### Supplied text
Content starts

Weber is now investigating how fertilizer derived from human sewage may contribute to the spread of antibiotic-resistant genes. “We’ve done a good job designing our treatment plants to reduce conventional contaminants,” he says. “Unfortunately, no one has been thinking of DNA as a contaminant.” In fact, sewage treatment methods used at the country’s 18,000-odd wastewater plants could actually affect the resistance genes that enter their systems.
Every tested strain in a dirt sample proved resistant to multiple antibiotics.
Most treatment plants, Weber explains, gorge a relatively small number of sludge bacteria with all the liquid waste they can eat. The result, he found, is a spike in antibiotic-resistant organisms. “We don’t know exactly why,” he says, “but our findings have raised an even more important question.” Is the jump in resistance genes coming from a population explosion in the resistant enteric, or intestinal, bacteria coming into the sewage plant? Or is it coming from sewage-digesting sludge bacteria that are taking up the genes from incoming bacteria? The answer is important because sludge bacteria are much more likely to thrive and spread their resistance genes once the sludge is discharged into rivers (in treated wastewater) and onto crop fields (as slurried fertilizer).
Weber predicts that follow-up studies will show the resistance genes have indeed made the jump to sludge bacteria. On a hopeful note, he has shown that an alternative method of sewage processing seems to decrease the prevalence of bacterial drug resistance. In this process, the sludge remains inside the treatment plant longer, allowing dramatically higher concentrations of bacteria to develop. For reasons that are not yet clear, this method slows the increase of drug-resistant bacteria. It also produces less sludge for disposal. Unfortunately, the process is expensive.
Drying sewage sludge into pellets—which kills the sludge bacteria—is another way to contain resistance genes, though it may still leave DNA intact. But few municipal sewage plants want the extra expense of drying the sludge, and so it is instead exported “live” in tanker trucks that spray the wet slurry onto crop fields, along roadsides, and into forests.

Content ends

### Data block
Content starts

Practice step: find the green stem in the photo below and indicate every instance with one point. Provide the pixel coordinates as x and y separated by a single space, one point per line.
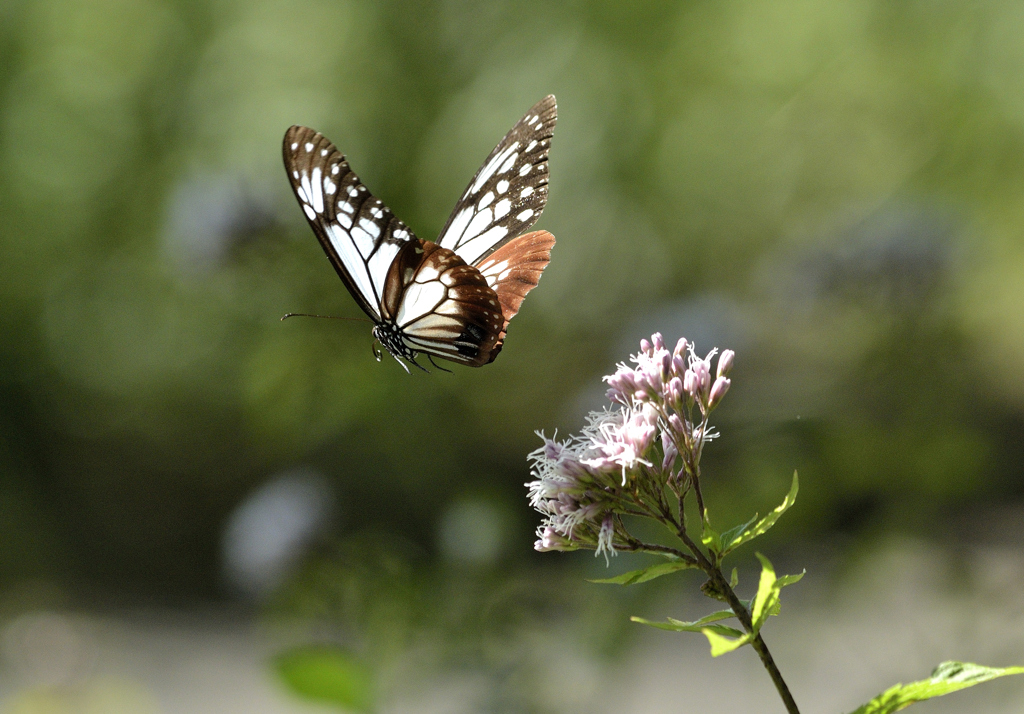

Content ends

From the passage on sewage and antibiotic resistance, set down the part starting with "Weber is now" and going on through "enter their systems.", word for word.

Weber is now investigating how fertilizer derived from human sewage may contribute to the spread of antibiotic-resistant genes. “We’ve done a good job designing our treatment plants to reduce conventional contaminants,” he says. “Unfortunately, no one has been thinking of DNA as a contaminant.” In fact, sewage treatment methods used at the country’s 18,000-odd wastewater plants could actually affect the resistance genes that enter their systems.